___ Listed entries ___

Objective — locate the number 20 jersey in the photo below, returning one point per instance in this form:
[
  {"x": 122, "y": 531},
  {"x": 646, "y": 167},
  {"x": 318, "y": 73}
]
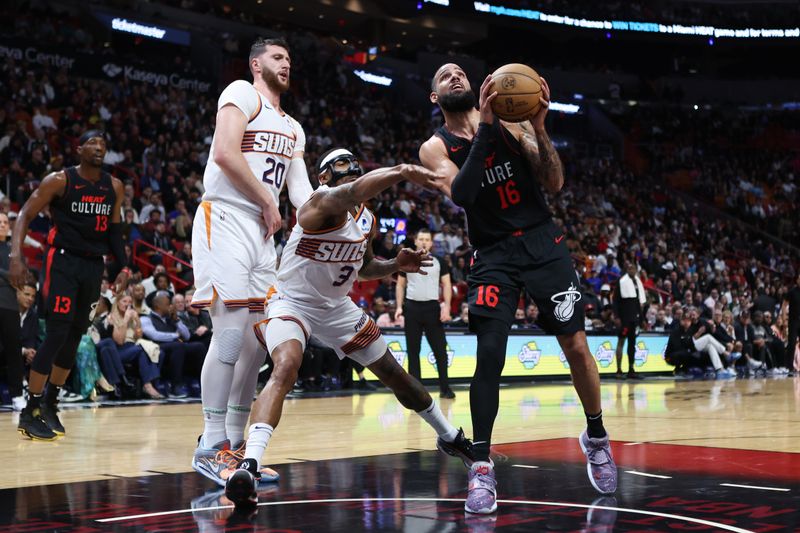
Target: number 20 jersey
[
  {"x": 270, "y": 141},
  {"x": 510, "y": 199},
  {"x": 318, "y": 268}
]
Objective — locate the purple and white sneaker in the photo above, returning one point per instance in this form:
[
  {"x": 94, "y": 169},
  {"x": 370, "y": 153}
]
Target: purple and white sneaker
[
  {"x": 482, "y": 492},
  {"x": 600, "y": 465}
]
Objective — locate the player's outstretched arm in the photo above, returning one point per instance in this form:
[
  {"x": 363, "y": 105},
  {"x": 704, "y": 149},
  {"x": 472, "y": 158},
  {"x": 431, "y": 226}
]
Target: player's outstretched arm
[
  {"x": 329, "y": 207},
  {"x": 52, "y": 187}
]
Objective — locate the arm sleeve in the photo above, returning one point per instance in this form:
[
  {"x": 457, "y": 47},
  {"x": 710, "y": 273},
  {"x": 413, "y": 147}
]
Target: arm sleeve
[
  {"x": 298, "y": 183},
  {"x": 300, "y": 141},
  {"x": 467, "y": 183},
  {"x": 243, "y": 95}
]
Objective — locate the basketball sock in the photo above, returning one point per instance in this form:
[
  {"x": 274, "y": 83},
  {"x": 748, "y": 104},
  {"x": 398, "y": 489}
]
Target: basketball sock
[
  {"x": 594, "y": 426},
  {"x": 435, "y": 418},
  {"x": 214, "y": 428},
  {"x": 257, "y": 441},
  {"x": 235, "y": 421},
  {"x": 34, "y": 401}
]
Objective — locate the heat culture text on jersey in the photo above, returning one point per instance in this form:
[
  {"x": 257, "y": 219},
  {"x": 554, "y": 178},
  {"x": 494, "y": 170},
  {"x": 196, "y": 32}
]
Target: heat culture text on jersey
[
  {"x": 332, "y": 251},
  {"x": 496, "y": 173},
  {"x": 91, "y": 205},
  {"x": 268, "y": 142}
]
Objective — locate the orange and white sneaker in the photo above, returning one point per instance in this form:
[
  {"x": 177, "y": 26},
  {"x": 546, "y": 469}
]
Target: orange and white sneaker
[
  {"x": 215, "y": 461},
  {"x": 267, "y": 475}
]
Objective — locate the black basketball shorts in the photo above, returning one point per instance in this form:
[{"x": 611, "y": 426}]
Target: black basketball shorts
[
  {"x": 537, "y": 261},
  {"x": 71, "y": 284}
]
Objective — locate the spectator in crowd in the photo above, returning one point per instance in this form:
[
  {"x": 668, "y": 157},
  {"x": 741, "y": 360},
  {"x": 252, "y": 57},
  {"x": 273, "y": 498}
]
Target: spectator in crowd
[
  {"x": 29, "y": 322},
  {"x": 197, "y": 320},
  {"x": 120, "y": 333},
  {"x": 163, "y": 327},
  {"x": 138, "y": 296}
]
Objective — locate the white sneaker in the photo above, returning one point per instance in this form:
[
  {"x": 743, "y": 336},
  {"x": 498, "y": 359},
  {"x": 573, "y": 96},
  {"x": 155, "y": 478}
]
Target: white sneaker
[
  {"x": 66, "y": 396},
  {"x": 18, "y": 403}
]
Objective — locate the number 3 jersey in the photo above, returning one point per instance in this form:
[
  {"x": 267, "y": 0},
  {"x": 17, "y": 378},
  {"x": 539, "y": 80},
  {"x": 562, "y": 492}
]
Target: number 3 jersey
[
  {"x": 510, "y": 199},
  {"x": 270, "y": 142},
  {"x": 318, "y": 268}
]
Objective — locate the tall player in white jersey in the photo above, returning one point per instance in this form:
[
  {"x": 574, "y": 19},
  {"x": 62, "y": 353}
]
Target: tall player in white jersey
[
  {"x": 256, "y": 149},
  {"x": 330, "y": 246}
]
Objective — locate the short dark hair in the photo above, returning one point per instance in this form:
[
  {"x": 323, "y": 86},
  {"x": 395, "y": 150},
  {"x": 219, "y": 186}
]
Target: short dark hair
[{"x": 260, "y": 45}]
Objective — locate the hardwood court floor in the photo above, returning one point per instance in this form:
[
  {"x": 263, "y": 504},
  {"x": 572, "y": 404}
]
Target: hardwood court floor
[{"x": 156, "y": 439}]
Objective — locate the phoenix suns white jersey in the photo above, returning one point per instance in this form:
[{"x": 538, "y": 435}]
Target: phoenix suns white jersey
[
  {"x": 318, "y": 268},
  {"x": 270, "y": 142}
]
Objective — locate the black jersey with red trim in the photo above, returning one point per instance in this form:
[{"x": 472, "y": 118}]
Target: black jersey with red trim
[
  {"x": 82, "y": 216},
  {"x": 510, "y": 199}
]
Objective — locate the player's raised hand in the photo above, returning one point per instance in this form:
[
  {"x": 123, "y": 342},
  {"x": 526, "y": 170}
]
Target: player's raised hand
[
  {"x": 413, "y": 261},
  {"x": 272, "y": 218},
  {"x": 487, "y": 96},
  {"x": 538, "y": 119},
  {"x": 423, "y": 177}
]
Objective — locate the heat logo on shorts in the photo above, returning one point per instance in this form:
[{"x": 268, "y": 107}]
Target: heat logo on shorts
[
  {"x": 566, "y": 303},
  {"x": 529, "y": 355}
]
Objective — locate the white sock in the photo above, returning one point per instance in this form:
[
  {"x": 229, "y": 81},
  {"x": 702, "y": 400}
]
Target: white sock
[
  {"x": 257, "y": 441},
  {"x": 214, "y": 430},
  {"x": 235, "y": 421},
  {"x": 435, "y": 418}
]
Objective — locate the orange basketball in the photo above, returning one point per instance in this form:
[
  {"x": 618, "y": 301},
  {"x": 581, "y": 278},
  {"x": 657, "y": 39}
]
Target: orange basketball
[{"x": 518, "y": 88}]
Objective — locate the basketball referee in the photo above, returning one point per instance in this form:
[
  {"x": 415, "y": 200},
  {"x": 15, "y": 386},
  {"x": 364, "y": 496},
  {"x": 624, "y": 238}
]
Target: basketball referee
[{"x": 418, "y": 302}]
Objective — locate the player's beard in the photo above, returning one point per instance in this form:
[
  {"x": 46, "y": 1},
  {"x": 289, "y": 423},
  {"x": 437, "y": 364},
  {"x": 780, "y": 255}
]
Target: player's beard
[
  {"x": 457, "y": 102},
  {"x": 274, "y": 82}
]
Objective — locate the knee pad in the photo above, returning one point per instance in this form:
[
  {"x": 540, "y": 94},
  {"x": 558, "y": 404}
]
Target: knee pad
[
  {"x": 229, "y": 345},
  {"x": 279, "y": 331}
]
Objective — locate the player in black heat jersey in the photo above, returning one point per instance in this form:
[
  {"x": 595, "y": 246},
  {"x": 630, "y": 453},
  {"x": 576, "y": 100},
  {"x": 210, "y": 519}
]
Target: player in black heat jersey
[
  {"x": 85, "y": 205},
  {"x": 497, "y": 171}
]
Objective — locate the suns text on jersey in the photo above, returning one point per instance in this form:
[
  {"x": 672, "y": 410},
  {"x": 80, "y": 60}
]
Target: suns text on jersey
[
  {"x": 268, "y": 142},
  {"x": 332, "y": 251}
]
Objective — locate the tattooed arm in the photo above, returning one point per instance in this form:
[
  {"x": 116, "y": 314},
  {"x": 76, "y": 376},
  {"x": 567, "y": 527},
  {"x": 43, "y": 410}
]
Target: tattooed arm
[
  {"x": 328, "y": 208},
  {"x": 538, "y": 149}
]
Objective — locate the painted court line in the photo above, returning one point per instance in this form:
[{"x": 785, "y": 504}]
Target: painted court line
[
  {"x": 645, "y": 474},
  {"x": 754, "y": 487},
  {"x": 723, "y": 527}
]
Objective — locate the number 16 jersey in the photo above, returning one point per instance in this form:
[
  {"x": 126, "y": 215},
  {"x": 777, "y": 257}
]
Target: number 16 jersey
[
  {"x": 510, "y": 199},
  {"x": 318, "y": 268},
  {"x": 269, "y": 143}
]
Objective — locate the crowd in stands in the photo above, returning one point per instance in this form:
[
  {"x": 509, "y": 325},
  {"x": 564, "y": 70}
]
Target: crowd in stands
[{"x": 692, "y": 263}]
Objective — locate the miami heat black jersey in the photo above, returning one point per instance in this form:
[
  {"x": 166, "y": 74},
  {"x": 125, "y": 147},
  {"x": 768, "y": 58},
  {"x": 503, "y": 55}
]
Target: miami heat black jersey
[
  {"x": 510, "y": 199},
  {"x": 82, "y": 217}
]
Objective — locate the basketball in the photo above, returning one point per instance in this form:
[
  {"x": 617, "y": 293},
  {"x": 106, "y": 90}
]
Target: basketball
[{"x": 518, "y": 91}]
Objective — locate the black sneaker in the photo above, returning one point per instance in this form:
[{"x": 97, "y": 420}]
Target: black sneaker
[
  {"x": 447, "y": 394},
  {"x": 32, "y": 426},
  {"x": 240, "y": 488},
  {"x": 363, "y": 384},
  {"x": 461, "y": 448},
  {"x": 50, "y": 417}
]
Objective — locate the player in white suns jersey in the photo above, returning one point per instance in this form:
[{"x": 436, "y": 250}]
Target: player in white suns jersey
[
  {"x": 256, "y": 150},
  {"x": 330, "y": 246}
]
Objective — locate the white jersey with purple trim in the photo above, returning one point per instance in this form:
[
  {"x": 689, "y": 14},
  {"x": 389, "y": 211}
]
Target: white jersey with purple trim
[
  {"x": 271, "y": 140},
  {"x": 318, "y": 268}
]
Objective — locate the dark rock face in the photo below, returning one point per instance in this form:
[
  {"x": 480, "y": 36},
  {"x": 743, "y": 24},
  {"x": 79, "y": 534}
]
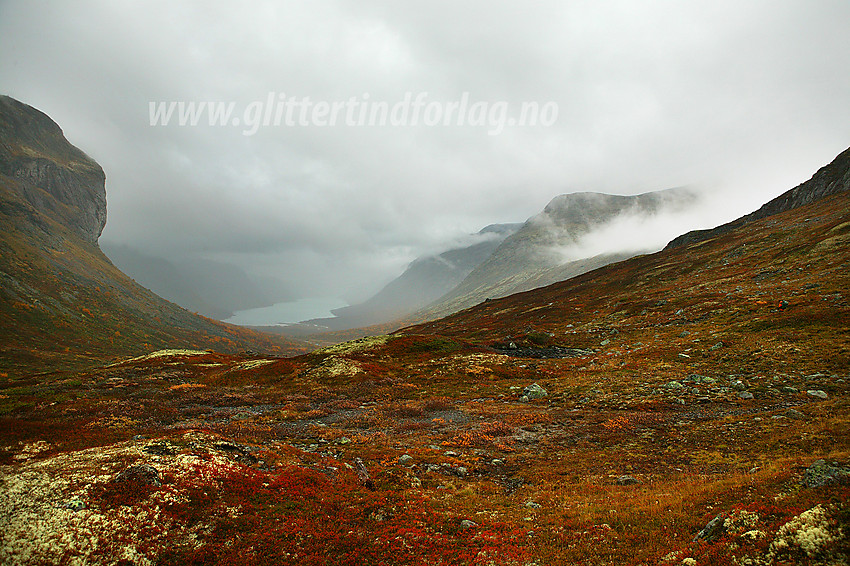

___

Work request -
Counting only lines with the word "below" in them, say how many there are in the entries above, with no other words.

Exercise response -
2